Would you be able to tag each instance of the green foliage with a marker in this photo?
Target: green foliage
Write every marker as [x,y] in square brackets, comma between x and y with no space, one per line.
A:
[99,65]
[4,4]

☆ ☆ ☆ ☆

Work request
Could the entries above be output once more, exactly as they are?

Result below
Would you be able to tag each instance of the green foliage with a marker in this photo?
Target: green foliage
Write every marker as [x,y] in square brackets, comma between x and y with no space, one per line.
A:
[99,65]
[4,4]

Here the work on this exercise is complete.